**Text:**

Attention Sink
Attention Sinks address a critical issue observed in the use of window attention in autoregressive language models. When window attention is applied, these models often exhibit a sudden decline in fluency as soon as the first token leaves the context window. The underlying reason for this decline lies in an intriguing aspect of LLMs: an overwhelming majority of attention is allocated to the first few tokens of the sequence, termed as "attention sinks." These tokens soak up a disproportionate amount of the attention score—even when they are not semantically relevant.
Why does this happen?
The model relies heavily on these "sink" tokens because the softmax operation in the attention mechanism enforces a sum-to-one constraint. In the absence of relevant tokens to match with the next generated token, the model compensates by dumping attention scores into these first few tokens. When window attention is employed and the first token exits the window, the model loses its default 'sink' to offload the attention. This leads to the attention scores being dispersed across all remaining tokens. Consequently, tokens that should not necessarily have high attention scores end up getting them, causing the model to "collapse" and lose fluency.
The Solution
To mitigate this issue, the authors propose an adaptation to the traditional window attention. The revised model always keeps the initial four tokens—i.e., the attention sink tokens—within the window. Moreover, instead of using positions from the original text, they use the positions within the cache to add positional information to the tokens. This ensures that the "sink" tokens remain spatially close to the rest, effectively serving as attention offloading points.

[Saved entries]
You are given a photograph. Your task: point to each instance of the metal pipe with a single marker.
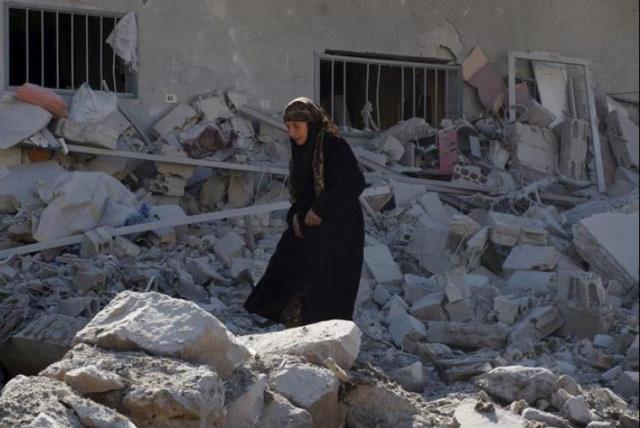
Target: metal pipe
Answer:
(402, 92)
(73, 64)
(424, 93)
(333, 72)
(357, 60)
(42, 47)
(101, 42)
(86, 46)
(378, 97)
(435, 96)
(344, 94)
(57, 50)
(414, 92)
(27, 42)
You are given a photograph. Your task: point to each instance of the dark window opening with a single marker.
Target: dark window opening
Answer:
(62, 50)
(396, 90)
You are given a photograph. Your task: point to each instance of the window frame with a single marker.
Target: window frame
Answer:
(388, 60)
(52, 9)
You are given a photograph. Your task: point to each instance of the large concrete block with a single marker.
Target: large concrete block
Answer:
(531, 257)
(513, 383)
(160, 325)
(467, 334)
(37, 401)
(510, 230)
(623, 137)
(381, 265)
(156, 392)
(337, 339)
(609, 243)
(312, 388)
(467, 416)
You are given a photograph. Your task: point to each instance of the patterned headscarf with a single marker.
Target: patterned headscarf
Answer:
(304, 110)
(309, 158)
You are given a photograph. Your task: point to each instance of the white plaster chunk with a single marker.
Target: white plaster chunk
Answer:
(337, 339)
(90, 379)
(160, 325)
(531, 257)
(381, 265)
(313, 389)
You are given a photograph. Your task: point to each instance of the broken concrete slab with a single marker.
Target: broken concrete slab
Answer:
(41, 342)
(381, 265)
(336, 339)
(39, 402)
(467, 334)
(510, 230)
(412, 377)
(468, 415)
(165, 392)
(574, 135)
(479, 73)
(313, 389)
(179, 118)
(279, 412)
(164, 326)
(405, 330)
(535, 151)
(91, 134)
(19, 121)
(531, 257)
(513, 383)
(608, 242)
(623, 137)
(430, 308)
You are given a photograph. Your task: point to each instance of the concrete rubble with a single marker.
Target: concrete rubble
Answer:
(499, 286)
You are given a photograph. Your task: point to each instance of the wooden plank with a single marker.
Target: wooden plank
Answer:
(73, 148)
(181, 221)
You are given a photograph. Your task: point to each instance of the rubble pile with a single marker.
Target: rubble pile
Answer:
(499, 286)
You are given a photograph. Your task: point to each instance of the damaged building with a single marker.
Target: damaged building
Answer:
(143, 189)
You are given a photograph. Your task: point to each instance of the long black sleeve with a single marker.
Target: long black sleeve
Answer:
(345, 177)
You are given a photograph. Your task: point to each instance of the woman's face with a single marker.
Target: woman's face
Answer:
(298, 132)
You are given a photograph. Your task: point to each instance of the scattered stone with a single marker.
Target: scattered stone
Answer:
(160, 325)
(512, 383)
(336, 339)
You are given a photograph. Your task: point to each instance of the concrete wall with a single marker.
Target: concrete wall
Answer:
(265, 47)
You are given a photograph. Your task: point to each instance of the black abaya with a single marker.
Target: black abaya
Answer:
(323, 268)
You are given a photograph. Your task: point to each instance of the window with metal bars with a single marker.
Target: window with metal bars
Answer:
(61, 49)
(395, 88)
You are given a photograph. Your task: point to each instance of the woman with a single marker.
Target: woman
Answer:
(315, 271)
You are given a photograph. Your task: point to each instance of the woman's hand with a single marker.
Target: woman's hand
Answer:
(312, 219)
(297, 231)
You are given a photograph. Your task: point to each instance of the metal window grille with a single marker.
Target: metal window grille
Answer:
(396, 90)
(62, 48)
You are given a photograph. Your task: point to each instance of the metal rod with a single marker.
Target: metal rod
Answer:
(446, 93)
(402, 92)
(357, 60)
(424, 93)
(366, 88)
(101, 42)
(73, 54)
(435, 96)
(42, 47)
(86, 46)
(378, 97)
(113, 66)
(344, 94)
(414, 92)
(27, 41)
(333, 72)
(57, 50)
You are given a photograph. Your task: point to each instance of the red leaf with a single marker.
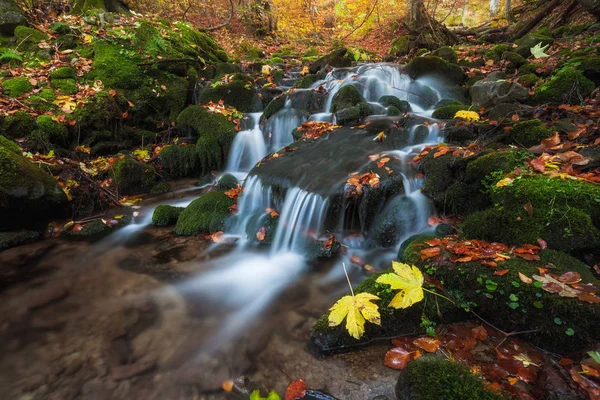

**Set of tasks:**
**1)** List the section headings of the attention sinks text.
**2)** Reproduce a passage from the attention sinks text verbatim, beginning at the words "The model relies" and stopping after "and lose fluency.".
**3)** Translate this sentence from the attention sinks text into Spanish: "The revised model always keeps the initial four tokens—i.e., the attention sink tokens—within the window."
None of the listing is needed for this work.

**Solved problems:**
**1)**
Attention Sink
Why does this happen?
The Solution

**2)**
The model relies heavily on these "sink" tokens because the softmax operation in the attention mechanism enforces a sum-to-one constraint. In the absence of relevant tokens to match with the next generated token, the model compensates by dumping attention scores into these first few tokens. When window attention is employed and the first token exits the window, the model loses its default 'sink' to offload the attention. This leads to the attention scores being dispersed across all remaining tokens. Consequently, tokens that should not necessarily have high attention scores end up getting them, causing the model to "collapse" and lose fluency.

**3)** El modelo revisado siempre mantiene los cuatro tokens iniciales —es decir, los tokens sumidero de atención— dentro de la ventana.